Start

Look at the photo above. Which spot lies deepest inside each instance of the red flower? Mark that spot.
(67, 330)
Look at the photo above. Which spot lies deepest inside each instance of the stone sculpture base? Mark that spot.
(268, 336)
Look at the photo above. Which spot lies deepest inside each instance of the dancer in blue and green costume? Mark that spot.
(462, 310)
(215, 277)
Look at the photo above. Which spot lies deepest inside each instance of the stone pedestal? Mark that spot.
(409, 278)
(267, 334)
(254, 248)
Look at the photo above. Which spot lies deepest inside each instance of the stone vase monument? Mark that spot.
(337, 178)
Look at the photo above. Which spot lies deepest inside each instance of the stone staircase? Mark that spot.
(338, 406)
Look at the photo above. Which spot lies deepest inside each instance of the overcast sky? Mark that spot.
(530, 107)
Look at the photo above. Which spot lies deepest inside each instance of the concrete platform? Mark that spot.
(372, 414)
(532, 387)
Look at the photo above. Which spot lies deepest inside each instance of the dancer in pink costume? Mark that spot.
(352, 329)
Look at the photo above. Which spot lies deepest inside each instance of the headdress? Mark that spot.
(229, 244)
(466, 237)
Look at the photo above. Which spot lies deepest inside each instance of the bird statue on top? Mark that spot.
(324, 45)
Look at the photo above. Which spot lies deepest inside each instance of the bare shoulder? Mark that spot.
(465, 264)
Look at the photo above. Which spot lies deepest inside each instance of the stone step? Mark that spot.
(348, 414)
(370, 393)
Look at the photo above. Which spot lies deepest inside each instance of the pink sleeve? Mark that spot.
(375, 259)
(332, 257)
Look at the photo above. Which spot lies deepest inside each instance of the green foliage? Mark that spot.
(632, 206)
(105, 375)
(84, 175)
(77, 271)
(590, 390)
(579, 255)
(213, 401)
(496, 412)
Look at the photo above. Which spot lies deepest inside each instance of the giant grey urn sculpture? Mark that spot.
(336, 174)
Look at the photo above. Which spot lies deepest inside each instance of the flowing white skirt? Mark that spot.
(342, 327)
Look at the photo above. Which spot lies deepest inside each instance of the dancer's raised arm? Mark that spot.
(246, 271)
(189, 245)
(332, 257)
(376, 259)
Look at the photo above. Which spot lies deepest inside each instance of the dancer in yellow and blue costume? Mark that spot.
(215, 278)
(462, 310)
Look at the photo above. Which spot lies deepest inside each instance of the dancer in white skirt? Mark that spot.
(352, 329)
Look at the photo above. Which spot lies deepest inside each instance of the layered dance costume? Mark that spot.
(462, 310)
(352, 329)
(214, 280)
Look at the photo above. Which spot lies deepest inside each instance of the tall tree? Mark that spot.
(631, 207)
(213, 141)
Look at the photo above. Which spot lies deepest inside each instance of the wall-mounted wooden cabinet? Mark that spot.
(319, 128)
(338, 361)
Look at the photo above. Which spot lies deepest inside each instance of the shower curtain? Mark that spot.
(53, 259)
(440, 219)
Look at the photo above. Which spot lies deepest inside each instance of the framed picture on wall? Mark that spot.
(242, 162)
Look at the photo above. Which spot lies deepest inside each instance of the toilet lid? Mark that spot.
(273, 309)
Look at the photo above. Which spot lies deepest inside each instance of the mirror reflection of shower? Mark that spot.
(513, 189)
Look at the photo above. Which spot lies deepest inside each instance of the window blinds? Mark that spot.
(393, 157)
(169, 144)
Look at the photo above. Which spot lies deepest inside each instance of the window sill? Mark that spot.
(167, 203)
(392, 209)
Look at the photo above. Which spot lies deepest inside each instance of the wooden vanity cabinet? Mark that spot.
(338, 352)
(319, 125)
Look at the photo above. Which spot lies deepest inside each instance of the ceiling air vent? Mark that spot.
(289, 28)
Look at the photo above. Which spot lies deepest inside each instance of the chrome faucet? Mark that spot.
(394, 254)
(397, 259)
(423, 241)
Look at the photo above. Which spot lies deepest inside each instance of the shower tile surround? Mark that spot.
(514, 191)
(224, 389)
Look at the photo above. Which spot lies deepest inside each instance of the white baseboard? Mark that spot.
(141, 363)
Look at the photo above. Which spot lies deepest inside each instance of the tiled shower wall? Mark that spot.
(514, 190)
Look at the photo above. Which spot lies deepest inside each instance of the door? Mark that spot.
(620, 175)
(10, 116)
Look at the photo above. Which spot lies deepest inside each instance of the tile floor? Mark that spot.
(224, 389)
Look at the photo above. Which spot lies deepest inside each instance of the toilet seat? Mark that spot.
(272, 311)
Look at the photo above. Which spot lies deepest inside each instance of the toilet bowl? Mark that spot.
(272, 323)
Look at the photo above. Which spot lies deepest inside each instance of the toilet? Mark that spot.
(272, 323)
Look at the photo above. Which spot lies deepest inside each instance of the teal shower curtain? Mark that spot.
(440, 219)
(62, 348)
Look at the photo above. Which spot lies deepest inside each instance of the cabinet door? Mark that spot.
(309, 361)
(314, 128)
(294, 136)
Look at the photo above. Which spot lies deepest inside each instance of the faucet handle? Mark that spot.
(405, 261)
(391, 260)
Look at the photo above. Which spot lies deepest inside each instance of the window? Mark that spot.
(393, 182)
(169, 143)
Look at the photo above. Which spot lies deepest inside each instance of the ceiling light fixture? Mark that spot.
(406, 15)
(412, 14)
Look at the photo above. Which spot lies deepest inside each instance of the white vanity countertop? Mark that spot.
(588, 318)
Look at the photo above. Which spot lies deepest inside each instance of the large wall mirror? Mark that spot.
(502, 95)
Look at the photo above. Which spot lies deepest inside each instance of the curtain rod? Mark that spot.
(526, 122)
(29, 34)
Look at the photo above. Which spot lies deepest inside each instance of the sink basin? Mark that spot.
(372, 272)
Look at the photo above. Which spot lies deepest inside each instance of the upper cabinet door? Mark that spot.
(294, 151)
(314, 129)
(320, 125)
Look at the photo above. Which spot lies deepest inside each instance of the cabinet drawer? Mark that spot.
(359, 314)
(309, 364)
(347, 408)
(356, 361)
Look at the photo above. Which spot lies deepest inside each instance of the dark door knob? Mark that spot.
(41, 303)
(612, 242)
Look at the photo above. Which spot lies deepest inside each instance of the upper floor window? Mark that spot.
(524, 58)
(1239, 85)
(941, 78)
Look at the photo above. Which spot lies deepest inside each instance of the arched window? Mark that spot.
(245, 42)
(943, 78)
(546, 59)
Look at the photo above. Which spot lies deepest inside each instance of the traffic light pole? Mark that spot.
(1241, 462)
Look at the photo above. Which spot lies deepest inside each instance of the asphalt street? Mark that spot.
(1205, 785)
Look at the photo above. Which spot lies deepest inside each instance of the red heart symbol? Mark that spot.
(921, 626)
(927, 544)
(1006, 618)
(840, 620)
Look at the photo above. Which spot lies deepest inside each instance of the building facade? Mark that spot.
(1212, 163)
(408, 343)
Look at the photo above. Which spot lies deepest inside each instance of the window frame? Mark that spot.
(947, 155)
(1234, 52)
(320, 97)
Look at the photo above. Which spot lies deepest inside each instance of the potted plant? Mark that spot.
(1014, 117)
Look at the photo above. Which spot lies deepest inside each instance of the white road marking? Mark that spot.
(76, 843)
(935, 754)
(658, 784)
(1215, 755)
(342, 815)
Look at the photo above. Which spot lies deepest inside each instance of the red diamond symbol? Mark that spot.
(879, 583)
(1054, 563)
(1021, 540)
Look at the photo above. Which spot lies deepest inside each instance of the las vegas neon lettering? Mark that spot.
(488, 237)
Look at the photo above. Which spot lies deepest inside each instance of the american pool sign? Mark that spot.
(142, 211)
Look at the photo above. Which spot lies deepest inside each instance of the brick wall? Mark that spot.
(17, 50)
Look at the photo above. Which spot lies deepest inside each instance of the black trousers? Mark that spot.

End

WORK TO DO ▸
Exactly reproduce every line of the data above.

EXERCISE RESULT ▸
Look at the photo above. Which spot lies deepest inside each instance of the red flower? Mark that spot.
(67, 330)
Look at the photo above. Which spot lies deepest inside each instance of the stone sculpture base? Mark that spot.
(268, 336)
Look at the photo above. Which spot lies deepest inside each instance of the dancer in blue and green costume? Mark that spot.
(462, 310)
(215, 277)
Look at the photo above. Which spot lies deepest inside each instance of the stone pedestal? Mark that spot.
(409, 278)
(267, 334)
(254, 248)
Look at the photo above. Which spot lies deepest inside each instance of the stone vase monument? Mark that spot.
(337, 178)
Look at the photo above. Which spot lies deepest inside each instance of the stone staircase? Mark that spot.
(338, 406)
Look at the photo above. Which spot lies deepest inside each instance of the overcast sky? Mark that spot.
(530, 107)
Look at the photo above. Which spot lies deepest inside each instance of the concrete platform? Mark that spot.
(372, 414)
(532, 387)
Look at the photo above. Which spot lies deepest inside each instance of the dancer in pink costume? Mark that spot.
(352, 329)
Look at the photo above. Which spot lies deepest inside each instance of the headdress? Mark that spot.
(229, 244)
(466, 237)
Look at the photo above. Which spot lies deepest inside each instance of the bird statue on top? Mark that spot.
(324, 45)
Look at the photo above. Which spot lies deepest inside each instance of the bare shoulder? Mark that spot.
(465, 264)
Look at the photo above. Which spot lies deepest inside each instance of the stone step? Mark that spot.
(348, 414)
(370, 393)
Look at the photo above. Which spot lies deepest inside each instance of the pink sleeve? Mark that spot.
(375, 259)
(332, 257)
Look at the photo above. Which spot lies deepest inside each instance of the green foliage? Mark that spot.
(632, 206)
(105, 375)
(84, 175)
(77, 271)
(590, 390)
(579, 255)
(213, 401)
(496, 412)
Look at the photo above. Which spot lies deepest inside each instance of the giant grey urn sculpture? Mark that spot.
(336, 174)
Look at the photo above. Which spot lies deepest inside each instance of the flowing white skirt? Mark that spot.
(342, 327)
Look at the photo above. Which spot lies deepest inside each instance of the dancer's raised arm? Mark that spot.
(246, 271)
(189, 245)
(332, 257)
(376, 259)
Look at the photo above. Which spot lies deepest inside each instance of the dancer in yellow and blue costume? Mark that spot.
(215, 278)
(462, 310)
Look at the photo above. Which spot lies deepest inside each instance of the dancer in white skirt? Mark that spot.
(352, 329)
Look at the photo above. Which spot lies deepest inside each instance of the layered dance costume? Mark that spot.
(462, 310)
(352, 329)
(214, 280)
Look at the photo above. Which spot lies deepest inside each instance of the tall tree? Mark that spot.
(631, 207)
(213, 141)
Look at the photo above. Which spot lies deepest inside each instance of the wall-mounted wooden cabinet? Mark that spot.
(319, 128)
(338, 361)
Look at the photo above. Which spot lies deepest inside each instance of the shower curtain? Mark that spot.
(53, 259)
(440, 219)
Look at the photo above. Which spot lies deepest inside each instance of the framed picture on wall? Mark that spot.
(242, 162)
Look at the photo above. Which spot lies deepest inside each instance of the toilet lid? Mark that spot.
(273, 309)
Look at the photo above. Which spot lies deepest inside each instance of the mirror reflection of shower? Mark that spot.
(513, 189)
Look at the photo above. Which spot lies deepest inside each instance of the window blinds? Mark that spot.
(393, 157)
(169, 144)
Look at the photo above. Which spot lies deepest inside each instance of the window sill? Mark that spot.
(167, 203)
(392, 209)
Look at the photo above. Which spot lies deepest inside each instance of the wooden vanity cabinet? Mark that spot.
(338, 352)
(319, 125)
Look at the photo above. Which spot lies deepest inside each instance of the ceiling air vent? Mark that spot.
(289, 28)
Look at the photo above. Which spot lies deepest inside each instance of the chrome faucet? Mark that spot.
(394, 254)
(397, 259)
(423, 241)
Look at the photo above. Which spot lies deepest inside each instance of the shower tile surround? Mark that spot.
(514, 191)
(224, 389)
Look at the photo above. Which spot lies deepest inside each instance of the white baseboard? Mark that spot.
(141, 363)
Look at the photo above. Which spot lies deepest inside each instance of the tiled shower wall? Mark that spot.
(514, 190)
Look at the photo above. Which spot lies deepest inside each instance of the door? Mark that spot.
(620, 175)
(10, 116)
Look at the photo above. Which spot lies deepest inside each instance of the tile floor? Mark that spot.
(224, 389)
Look at the photo above. Which spot lies deepest inside each instance of the toilet seat? Mark that spot.
(272, 311)
Look at the photo above. Which spot lies deepest inside each instance of the toilet bowl? Mark that spot.
(272, 323)
Look at the photo above. Which spot lies deepest inside each instance of the toilet? Mark that spot.
(272, 323)
Look at the photo above. Which spot lies deepest inside each instance of the teal shower curtain? Mark that spot.
(440, 219)
(62, 348)
Look at the photo above. Which spot lies deepest inside each instance of the cabinet door? Mark that spot.
(309, 361)
(314, 128)
(294, 136)
Look at the photo above. Which spot lies deepest inside each instance of the faucet handle? Mark that spot.
(405, 261)
(391, 260)
Look at the photo above. Which spot lies deepest inside each instance of the window? Mark that spot.
(393, 182)
(169, 143)
Look at the photo above. Which spot lies deepest inside each instance of the ceiling light fixture? Mark that spot.
(406, 15)
(412, 14)
Look at the photo above. Which spot lies deepest inside each instance of the white vanity countertop? Mark that spot.
(588, 318)
Look at the photo above. Which spot lies deepest inside each instance of the large wall mirror? Mark that spot.
(502, 95)
Look at the photo above. Which spot lies deepest inside each instance of the curtain rod? Mark that spot.
(526, 122)
(29, 34)
Look at the photo above. Which spot lies deepest inside each instance of the sink basin? Mark that spot.
(372, 272)
Look at the photo above. Which spot lies deepest inside each instance of the upper cabinet door? Mark that spot.
(294, 151)
(314, 129)
(320, 125)
Look at the photo above. Which spot lies deepest inside each instance of the cabinet drawer? Mark that spot.
(359, 314)
(309, 364)
(347, 408)
(356, 361)
Look at the photo above. Which spot lies deepest inside each instance of the dark door knob? Mark that spot.
(41, 303)
(612, 242)
Look at the photo above. Which spot lies deepest inside each instance of the upper floor window? Mark that spot.
(524, 58)
(1239, 85)
(941, 78)
Look at the photo above. Which spot lies deepest inside each instance of the arched window? Mark that spot.
(245, 42)
(943, 78)
(546, 59)
Look at the photo above. Which spot lies deepest inside each instance of the traffic light pole? Mark that spot.
(1241, 462)
Look at the photo above. Which spot lies deepest inside each instance of the asphalt street? Mark that spot.
(1205, 785)
Look at the photo above. Which spot lies deepest inside each instance of the red heart symbol? Mark that spot.
(921, 626)
(927, 544)
(1006, 618)
(840, 620)
Look at the photo above. Which spot lies deepest inside each instance of the building facade? Mark that spot.
(1212, 163)
(408, 343)
Look at the photo above. Which spot lies deepest inside each instance of the window frame? Mark that spot.
(947, 155)
(1234, 52)
(320, 97)
Look at the photo above. Which spot lies deepest inside each instance of the potted plant? Mark that spot.
(1014, 117)
Look at the photo above. Which spot lies deepest inside each instance of the white road marking? Mark that spot.
(76, 843)
(935, 754)
(658, 784)
(1215, 755)
(342, 815)
Look at the photo above. Which spot lies deepest inside each instance of the red diamond symbol? Mark that spot.
(879, 583)
(1054, 563)
(1021, 540)
Look at the photo above. Which spot lies deepest inside each instance of the las vegas neon lettering? Mark that spot.
(488, 237)
Look at the photo above. Which spot lies deepest inside each instance of the american pool sign? Mark that spot.
(142, 211)
Look at the photo above. Which spot lies deepest inside each instance of the brick wall? Mark that spot.
(17, 50)
Look at the photo above. Which spot lies deepest inside each instance of the black trousers? Mark that spot.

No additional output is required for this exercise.